## Reading text
## begin

Here After

We have written about the massive changes to the White City area a few times. It’s always interesting to see how areas that have been somewhat grimy and a little unloved get an update. This time designers Craig & Karl have playfully revived a derelict petrol station on Wood Lane in London’s White City to create HERE AFTER, a public and visually arresting art installation that riffs on the area’s importance to British broadcasting history.

Here after

Using the bright hues of a television test card as inspiration, the colourful design nods to the petrol station’s location directly between Television Centre, the BBC’s former headquarters, and White City Place, the former BBC Media Village, both of which reopen this year following extensive redevelopment. Here After  gives the unloved site a new life by twisting the appearance of commonplace petrol stations and patching together the mishmash of striped forms and colours found in major fuel companies’ branding. In an almost chaotic fashion, the site reinvents itself from the fragments of its past.

## end

## Recorded data
## begin

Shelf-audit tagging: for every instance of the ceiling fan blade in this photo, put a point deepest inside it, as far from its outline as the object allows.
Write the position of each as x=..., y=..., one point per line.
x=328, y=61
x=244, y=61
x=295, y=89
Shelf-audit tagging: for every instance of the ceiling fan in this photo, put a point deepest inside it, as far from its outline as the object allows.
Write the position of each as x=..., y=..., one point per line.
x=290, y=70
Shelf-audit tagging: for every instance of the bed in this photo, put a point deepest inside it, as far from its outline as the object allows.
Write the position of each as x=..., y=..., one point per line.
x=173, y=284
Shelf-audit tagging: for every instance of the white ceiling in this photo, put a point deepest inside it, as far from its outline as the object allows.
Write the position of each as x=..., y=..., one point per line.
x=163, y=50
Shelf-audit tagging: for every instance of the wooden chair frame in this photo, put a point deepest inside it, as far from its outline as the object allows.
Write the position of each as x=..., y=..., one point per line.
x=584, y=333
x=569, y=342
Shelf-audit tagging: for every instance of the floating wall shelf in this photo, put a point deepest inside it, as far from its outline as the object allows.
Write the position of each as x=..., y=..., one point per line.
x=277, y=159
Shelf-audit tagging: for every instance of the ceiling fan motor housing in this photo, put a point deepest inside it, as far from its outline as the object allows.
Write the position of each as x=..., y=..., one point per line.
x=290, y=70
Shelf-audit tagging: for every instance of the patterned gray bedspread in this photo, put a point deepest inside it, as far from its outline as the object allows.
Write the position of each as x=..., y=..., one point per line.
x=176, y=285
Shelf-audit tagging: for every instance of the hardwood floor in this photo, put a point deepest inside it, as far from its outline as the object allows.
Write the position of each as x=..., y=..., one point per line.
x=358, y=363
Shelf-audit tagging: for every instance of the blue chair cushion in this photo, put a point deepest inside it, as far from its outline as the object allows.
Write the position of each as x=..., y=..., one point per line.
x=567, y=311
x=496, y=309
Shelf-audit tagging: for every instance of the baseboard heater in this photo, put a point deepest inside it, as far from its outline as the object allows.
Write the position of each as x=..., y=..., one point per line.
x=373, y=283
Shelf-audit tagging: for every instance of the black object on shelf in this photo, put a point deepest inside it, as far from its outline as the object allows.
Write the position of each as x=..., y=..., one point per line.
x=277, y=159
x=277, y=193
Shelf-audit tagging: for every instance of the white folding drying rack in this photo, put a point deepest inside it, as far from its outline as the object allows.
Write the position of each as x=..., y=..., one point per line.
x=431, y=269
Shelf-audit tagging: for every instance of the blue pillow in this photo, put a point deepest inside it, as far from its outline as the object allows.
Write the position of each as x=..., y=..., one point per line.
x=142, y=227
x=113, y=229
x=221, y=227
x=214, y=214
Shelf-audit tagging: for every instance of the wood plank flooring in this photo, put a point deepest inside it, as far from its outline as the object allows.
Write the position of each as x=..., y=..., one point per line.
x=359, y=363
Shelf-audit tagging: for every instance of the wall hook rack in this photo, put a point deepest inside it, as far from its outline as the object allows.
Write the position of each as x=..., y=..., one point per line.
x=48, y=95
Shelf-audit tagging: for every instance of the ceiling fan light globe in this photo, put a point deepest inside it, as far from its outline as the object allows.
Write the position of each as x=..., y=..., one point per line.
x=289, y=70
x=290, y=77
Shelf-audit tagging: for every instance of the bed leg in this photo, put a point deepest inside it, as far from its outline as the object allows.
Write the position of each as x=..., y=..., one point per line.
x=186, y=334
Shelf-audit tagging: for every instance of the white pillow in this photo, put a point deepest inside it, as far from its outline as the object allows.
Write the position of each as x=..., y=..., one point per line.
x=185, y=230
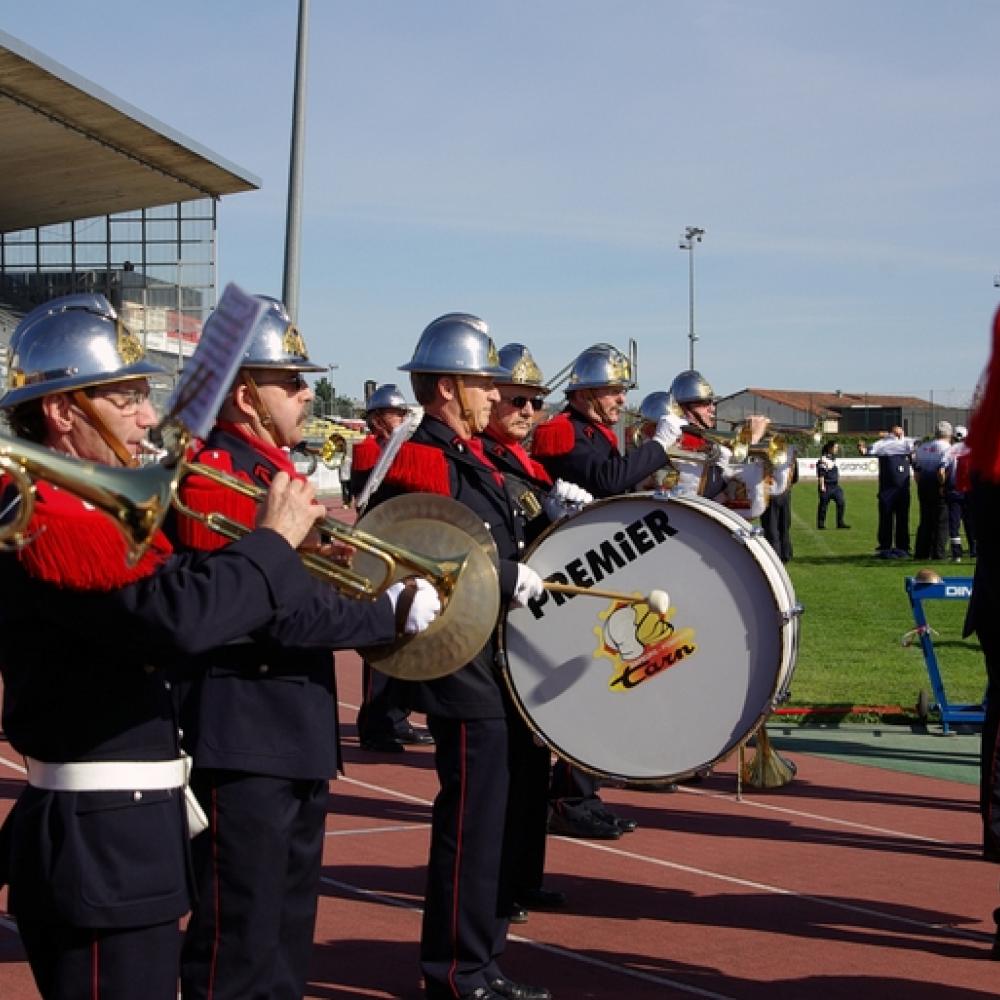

## end

## Work to be completed
Extract from the passage on the Here After installation the text from "Using the bright" up to and including "of its past.", copying it word for word. The records are separate material and are unrelated to the passage on the Here After installation.

## Exercise solution
Using the bright hues of a television test card as inspiration, the colourful design nods to the petrol station’s location directly between Television Centre, the BBC’s former headquarters, and White City Place, the former BBC Media Village, both of which reopen this year following extensive redevelopment. Here After  gives the unloved site a new life by twisting the appearance of commonplace petrol stations and patching together the mishmash of striped forms and colours found in major fuel companies’ branding. In an almost chaotic fashion, the site reinvents itself from the fragments of its past.